Consigne:
Renvoyez mot pour mot le passage du texte fourni ci-dessous qui va de « Quand ils nous » jusqu'à « encore plus effrayées. » inclus.

Texte fourni:

On m’a montré où je devais cocher, mais j’ai écrit que j’étais contre. L’avocat a été surpris et a dit aux gardiens : « Regardez ce que fait cette “ukrop” ».
Ils m’ont frappée, jetée hors de la pièce et m’ont ramenée dans la cellule. La femme qui était avec moi avait fait la même chose.
Je lui ai dit : « tu as un enfant en bas-âge, tu passes bientôt au tribunal, peut-être que tu n’aurais pas dû ? ». Mais elle m’a répondu : « Je n’aurais eu aucune respect pour moi si j’avais agi autrement ».
Dans toute la prison, nous n’étions que quatre à avoir voté contre. Ma codétenue et moi, et deux femmes d’une autre cellule. Je suis fière d’elles, mais je suis aussi inquiète pour elles, parce qu’elles sont restées là-bas.
Après cela, ils ont menacé de nous transférer dans une prison russe, ou de rouvrir « Izolatsia » et de nous y envoyer.
Le 15 octobre 2022, la porte de la cellule s’est ouverte et on m’a dit que j’avais 20 minutes pour me préparer. J’ai pensé qu’ils mettaient leurs menaces à exécution. Olia, une femme de ma cellule, a senti qu’il s’agissait d’un échange et elle a dit : « C’est donc comme ça que ça se passe ». Elle s’est mise à pleurer et nous a demandé de ne pas les oublier. C’était bien un échange, et ça a duré deux jours. Nous étions 14 : 8 militaires et 6 civiles. Ils nous ont recouvert les yeux de ruban adhésif, attaché les mains et nous ont fait monter dans un grand camion militaire. Nous ne voyions rien.
Quand ils nous ont fait descendre, ils ont enlevé le ruban adhésif. Nous avons compris que nous étions de nouveau dans le centre de détention provisoire de Donetsk. Ils se sont mis à rire et nous ont dit qu’ils allaient nous fusiller.
Puis ils nous ont de nouveau bandé les yeux, nous ont fait monter dans une voiture et nous avons roulé longtemps. On a entendu quelqu’un dire : « Détendez-vous, vous êtes sur le territoire russe ». Ça nous a encore plus effrayées.

(Entrées du jeu de données)
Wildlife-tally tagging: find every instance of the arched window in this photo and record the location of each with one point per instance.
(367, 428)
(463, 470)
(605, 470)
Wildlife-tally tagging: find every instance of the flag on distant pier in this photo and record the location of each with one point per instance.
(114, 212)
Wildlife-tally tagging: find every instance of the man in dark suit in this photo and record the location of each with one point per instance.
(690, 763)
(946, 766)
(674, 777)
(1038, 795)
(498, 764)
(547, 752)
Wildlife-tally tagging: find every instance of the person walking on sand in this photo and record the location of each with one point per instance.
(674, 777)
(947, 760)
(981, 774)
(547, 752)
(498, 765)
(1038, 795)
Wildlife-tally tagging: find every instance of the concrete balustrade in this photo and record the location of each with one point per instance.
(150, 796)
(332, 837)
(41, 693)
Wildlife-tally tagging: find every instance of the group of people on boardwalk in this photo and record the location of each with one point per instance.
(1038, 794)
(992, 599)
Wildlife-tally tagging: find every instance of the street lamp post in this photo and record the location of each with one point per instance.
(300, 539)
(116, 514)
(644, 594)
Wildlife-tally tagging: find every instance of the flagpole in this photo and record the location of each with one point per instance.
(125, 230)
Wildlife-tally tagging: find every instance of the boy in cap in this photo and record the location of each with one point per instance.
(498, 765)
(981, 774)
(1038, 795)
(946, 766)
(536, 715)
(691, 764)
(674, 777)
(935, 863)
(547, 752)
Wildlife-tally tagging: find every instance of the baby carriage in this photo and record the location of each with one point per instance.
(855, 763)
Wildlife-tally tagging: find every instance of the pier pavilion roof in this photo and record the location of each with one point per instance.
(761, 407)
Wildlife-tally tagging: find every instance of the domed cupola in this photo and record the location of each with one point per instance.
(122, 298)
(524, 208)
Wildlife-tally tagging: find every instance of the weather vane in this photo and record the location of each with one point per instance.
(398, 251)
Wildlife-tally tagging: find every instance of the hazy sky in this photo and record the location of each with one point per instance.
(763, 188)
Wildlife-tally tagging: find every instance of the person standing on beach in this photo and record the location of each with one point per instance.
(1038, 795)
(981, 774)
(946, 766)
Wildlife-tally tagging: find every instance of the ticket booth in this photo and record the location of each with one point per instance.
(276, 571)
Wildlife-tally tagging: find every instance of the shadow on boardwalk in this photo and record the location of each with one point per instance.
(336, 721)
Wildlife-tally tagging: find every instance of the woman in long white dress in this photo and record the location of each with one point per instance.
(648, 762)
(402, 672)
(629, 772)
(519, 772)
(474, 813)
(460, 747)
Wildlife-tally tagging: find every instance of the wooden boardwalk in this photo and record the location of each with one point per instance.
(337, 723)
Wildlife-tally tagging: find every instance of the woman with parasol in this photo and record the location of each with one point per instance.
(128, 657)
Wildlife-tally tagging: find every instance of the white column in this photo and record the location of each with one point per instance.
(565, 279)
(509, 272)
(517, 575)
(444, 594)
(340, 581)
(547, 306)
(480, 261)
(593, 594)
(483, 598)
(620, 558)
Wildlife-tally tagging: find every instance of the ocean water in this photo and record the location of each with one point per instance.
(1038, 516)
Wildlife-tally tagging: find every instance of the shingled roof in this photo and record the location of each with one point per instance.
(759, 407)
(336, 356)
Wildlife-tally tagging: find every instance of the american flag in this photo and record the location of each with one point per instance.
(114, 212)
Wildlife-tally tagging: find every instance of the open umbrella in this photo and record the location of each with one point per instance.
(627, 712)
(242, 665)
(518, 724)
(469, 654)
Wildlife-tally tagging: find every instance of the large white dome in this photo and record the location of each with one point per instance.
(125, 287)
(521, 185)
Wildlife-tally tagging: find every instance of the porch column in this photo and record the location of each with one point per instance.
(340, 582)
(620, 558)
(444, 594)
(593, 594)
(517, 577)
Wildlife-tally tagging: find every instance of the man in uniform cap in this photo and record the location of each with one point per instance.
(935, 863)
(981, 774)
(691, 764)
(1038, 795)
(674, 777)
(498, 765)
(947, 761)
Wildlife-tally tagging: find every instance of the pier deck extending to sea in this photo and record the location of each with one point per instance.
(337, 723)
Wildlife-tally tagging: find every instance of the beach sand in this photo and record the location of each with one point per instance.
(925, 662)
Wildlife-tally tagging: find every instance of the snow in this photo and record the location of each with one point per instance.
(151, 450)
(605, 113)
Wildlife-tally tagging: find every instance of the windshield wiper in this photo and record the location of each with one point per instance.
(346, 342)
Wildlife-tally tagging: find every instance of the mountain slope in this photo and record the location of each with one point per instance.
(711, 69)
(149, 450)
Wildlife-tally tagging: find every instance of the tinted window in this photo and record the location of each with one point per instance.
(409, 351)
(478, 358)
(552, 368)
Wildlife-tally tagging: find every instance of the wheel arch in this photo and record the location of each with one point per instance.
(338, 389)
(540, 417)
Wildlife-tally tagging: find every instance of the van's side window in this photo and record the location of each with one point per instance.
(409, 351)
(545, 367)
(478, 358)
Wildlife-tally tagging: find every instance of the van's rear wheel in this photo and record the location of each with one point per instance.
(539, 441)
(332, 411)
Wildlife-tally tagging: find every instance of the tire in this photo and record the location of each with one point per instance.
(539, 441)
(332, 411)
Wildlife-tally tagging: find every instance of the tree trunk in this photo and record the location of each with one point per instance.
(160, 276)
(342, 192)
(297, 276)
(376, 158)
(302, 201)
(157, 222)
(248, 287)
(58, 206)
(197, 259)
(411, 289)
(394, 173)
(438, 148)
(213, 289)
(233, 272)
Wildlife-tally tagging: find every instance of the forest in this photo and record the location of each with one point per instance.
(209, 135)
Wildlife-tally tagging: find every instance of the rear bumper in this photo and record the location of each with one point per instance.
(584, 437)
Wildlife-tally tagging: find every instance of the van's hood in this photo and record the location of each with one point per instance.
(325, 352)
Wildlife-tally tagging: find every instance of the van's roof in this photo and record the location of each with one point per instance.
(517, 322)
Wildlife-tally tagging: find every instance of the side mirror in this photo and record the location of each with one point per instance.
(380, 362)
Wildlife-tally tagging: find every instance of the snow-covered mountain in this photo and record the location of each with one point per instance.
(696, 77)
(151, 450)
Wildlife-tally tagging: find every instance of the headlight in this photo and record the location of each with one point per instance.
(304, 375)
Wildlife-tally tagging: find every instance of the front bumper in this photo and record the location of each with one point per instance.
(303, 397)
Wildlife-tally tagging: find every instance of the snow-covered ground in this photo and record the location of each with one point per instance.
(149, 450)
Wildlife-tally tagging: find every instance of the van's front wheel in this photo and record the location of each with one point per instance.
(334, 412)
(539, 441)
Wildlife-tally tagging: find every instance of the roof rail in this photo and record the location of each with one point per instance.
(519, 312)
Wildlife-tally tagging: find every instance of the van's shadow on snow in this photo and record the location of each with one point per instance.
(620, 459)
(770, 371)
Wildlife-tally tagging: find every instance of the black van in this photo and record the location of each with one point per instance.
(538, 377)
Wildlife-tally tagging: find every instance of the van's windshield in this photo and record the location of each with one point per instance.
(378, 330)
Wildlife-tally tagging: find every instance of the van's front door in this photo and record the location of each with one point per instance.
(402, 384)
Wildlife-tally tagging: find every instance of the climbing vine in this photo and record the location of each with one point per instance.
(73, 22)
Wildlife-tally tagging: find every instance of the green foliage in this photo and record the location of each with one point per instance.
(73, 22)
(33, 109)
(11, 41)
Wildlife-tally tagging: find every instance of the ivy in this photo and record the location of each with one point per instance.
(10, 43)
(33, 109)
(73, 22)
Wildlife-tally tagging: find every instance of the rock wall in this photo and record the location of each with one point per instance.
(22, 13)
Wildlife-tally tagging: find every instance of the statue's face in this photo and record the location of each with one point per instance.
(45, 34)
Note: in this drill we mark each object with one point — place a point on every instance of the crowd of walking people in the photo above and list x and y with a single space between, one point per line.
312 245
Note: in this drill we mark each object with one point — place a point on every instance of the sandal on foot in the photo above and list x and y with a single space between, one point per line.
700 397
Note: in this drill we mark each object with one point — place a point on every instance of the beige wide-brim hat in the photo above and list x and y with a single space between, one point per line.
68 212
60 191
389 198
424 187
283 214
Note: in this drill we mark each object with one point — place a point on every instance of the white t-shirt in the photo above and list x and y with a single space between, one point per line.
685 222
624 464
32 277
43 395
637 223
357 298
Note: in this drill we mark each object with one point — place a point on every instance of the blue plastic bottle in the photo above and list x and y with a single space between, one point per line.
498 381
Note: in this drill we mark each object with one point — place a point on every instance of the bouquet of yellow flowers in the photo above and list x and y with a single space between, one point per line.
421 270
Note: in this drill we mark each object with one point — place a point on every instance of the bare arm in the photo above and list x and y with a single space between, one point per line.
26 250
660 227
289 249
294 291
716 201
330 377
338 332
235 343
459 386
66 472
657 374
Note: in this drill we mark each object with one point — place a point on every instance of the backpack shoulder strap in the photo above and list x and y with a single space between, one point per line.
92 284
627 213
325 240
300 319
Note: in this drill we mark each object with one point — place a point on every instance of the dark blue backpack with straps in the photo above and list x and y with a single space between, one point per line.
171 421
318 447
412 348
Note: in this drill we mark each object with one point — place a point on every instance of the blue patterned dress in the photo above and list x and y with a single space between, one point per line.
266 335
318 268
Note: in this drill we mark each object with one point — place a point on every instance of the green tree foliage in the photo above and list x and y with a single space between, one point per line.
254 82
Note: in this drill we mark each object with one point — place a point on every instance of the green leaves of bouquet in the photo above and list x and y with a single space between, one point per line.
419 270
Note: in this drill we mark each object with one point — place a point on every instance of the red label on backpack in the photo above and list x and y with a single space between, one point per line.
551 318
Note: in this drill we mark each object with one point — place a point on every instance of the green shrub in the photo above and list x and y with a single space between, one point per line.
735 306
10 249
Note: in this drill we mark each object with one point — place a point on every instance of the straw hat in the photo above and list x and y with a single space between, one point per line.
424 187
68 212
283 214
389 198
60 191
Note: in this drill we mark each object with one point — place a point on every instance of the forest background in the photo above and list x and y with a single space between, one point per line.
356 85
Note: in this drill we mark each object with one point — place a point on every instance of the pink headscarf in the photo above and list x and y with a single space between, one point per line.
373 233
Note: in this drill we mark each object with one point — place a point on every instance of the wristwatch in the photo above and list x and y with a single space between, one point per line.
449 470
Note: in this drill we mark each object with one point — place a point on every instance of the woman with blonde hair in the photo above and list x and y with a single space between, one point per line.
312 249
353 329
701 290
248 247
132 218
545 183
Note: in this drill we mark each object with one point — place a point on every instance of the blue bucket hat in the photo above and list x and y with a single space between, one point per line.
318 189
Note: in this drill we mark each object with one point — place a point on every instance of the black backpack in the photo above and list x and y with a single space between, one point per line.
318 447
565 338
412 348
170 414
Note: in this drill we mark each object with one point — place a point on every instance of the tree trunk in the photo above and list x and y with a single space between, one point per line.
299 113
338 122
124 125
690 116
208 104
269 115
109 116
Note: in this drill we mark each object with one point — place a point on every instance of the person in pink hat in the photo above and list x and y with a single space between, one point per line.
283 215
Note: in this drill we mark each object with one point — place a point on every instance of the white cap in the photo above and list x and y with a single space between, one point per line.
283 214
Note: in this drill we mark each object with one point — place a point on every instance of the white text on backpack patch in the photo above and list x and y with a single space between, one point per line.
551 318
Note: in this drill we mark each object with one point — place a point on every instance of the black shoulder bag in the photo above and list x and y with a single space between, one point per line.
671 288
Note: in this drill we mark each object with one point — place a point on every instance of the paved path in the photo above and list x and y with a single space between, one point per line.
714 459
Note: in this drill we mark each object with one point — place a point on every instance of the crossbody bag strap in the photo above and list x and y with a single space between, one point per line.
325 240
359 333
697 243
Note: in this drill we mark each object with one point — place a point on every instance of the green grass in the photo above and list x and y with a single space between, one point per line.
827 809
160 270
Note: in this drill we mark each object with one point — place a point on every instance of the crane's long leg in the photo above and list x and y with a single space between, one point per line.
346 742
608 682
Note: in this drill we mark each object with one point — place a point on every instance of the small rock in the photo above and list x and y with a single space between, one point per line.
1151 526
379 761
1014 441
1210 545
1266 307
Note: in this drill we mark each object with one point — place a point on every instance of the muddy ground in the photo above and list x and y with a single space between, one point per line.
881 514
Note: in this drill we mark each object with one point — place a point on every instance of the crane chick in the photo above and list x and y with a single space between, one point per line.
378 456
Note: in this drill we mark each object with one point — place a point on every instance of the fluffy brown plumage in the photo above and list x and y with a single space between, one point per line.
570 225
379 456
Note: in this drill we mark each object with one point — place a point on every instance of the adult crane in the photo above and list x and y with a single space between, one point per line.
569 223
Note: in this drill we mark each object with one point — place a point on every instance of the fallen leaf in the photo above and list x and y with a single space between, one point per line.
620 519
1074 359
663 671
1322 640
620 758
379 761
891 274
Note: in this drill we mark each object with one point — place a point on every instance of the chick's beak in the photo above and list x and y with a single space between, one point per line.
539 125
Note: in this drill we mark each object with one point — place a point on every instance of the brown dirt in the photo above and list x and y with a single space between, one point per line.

Réponse attendue:
Quand ils nous ont fait descendre, ils ont enlevé le ruban adhésif. Nous avons compris que nous étions de nouveau dans le centre de détention provisoire de Donetsk. Ils se sont mis à rire et nous ont dit qu’ils allaient nous fusiller.
Puis ils nous ont de nouveau bandé les yeux, nous ont fait monter dans une voiture et nous avons roulé longtemps. On a entendu quelqu’un dire : « Détendez-vous, vous êtes sur le territoire russe ». Ça nous a encore plus effrayées.